■ **Excerpt**
──────────
At a high level, the most common engines to remember are Aurora, MySQL, PostgreSQL, MariaDB, Oracle, and SQL Server.
Is Aurora part of Amazon RDS?
Yes. Aurora belongs to the Amazon RDS family, but it should usually be treated as its own deeper topic because its architecture and capabilities deserve separate explanation.
What is the difference between Multi-AZ and Read Replicas?
Multi-AZ is mainly about availability and failover. Read Replicas are mainly about scaling read traffic.
Does a Multi-AZ standby serve read traffic?
In traditional Multi-AZ DB instance patterns, the standby is not a general read-scaling target. Read scaling is typically addressed separately.
Does Amazon RDS manage backups and patching?
Amazon RDS is designed to automate common undifferentiated management tasks such as backups and patching, which is one reason teams adopt it.
Should every workload use Aurora instead of standard RDS engines?
No. Aurora may be the right fit for some workloads, but engine choice should be based on application compatibility, team requirements, cost expectations, and operational needs.
──────────
■ **Information supplied**
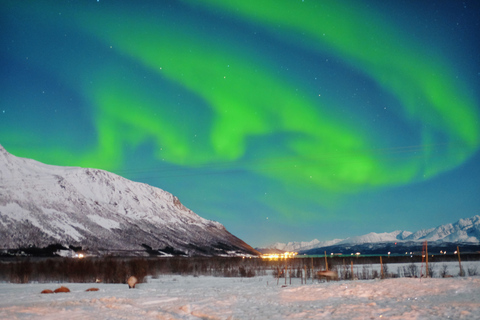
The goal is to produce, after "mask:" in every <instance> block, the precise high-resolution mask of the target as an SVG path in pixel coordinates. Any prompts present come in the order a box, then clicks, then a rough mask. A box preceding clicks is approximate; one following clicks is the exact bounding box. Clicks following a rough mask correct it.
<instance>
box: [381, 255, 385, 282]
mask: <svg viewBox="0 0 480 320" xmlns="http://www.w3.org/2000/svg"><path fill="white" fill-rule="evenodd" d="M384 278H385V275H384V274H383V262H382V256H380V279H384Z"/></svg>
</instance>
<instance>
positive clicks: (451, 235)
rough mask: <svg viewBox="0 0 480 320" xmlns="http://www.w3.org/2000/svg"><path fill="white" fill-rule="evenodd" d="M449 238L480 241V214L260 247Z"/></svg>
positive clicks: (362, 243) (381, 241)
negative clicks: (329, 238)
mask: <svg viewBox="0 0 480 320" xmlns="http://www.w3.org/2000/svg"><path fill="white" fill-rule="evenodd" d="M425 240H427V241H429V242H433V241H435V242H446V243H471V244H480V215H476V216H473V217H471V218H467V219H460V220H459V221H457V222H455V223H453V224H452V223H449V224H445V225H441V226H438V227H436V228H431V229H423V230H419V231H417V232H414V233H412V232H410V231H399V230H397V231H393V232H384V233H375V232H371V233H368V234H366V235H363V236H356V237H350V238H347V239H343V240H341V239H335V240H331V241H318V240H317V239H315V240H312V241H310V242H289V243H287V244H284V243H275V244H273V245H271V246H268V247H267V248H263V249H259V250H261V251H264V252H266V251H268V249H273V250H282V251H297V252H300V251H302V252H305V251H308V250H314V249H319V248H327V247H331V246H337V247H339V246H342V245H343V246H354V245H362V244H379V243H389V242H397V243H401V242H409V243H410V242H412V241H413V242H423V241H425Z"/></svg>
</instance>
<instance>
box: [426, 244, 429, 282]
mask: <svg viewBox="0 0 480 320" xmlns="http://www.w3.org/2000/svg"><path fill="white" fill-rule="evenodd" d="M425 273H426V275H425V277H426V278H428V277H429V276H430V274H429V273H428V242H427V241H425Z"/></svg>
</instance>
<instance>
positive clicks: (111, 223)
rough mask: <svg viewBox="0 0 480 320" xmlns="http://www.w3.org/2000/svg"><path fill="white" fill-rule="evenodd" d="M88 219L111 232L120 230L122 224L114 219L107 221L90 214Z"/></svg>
──────────
■ **The task**
Reproduce everything in the Amazon RDS excerpt from "Is Aurora part" down to "typically addressed separately.". The rows are independent material and bear no relation to the Amazon RDS excerpt.

■ **Written response**
Is Aurora part of Amazon RDS?
Yes. Aurora belongs to the Amazon RDS family, but it should usually be treated as its own deeper topic because its architecture and capabilities deserve separate explanation.
What is the difference between Multi-AZ and Read Replicas?
Multi-AZ is mainly about availability and failover. Read Replicas are mainly about scaling read traffic.
Does a Multi-AZ standby serve read traffic?
In traditional Multi-AZ DB instance patterns, the standby is not a general read-scaling target. Read scaling is typically addressed separately.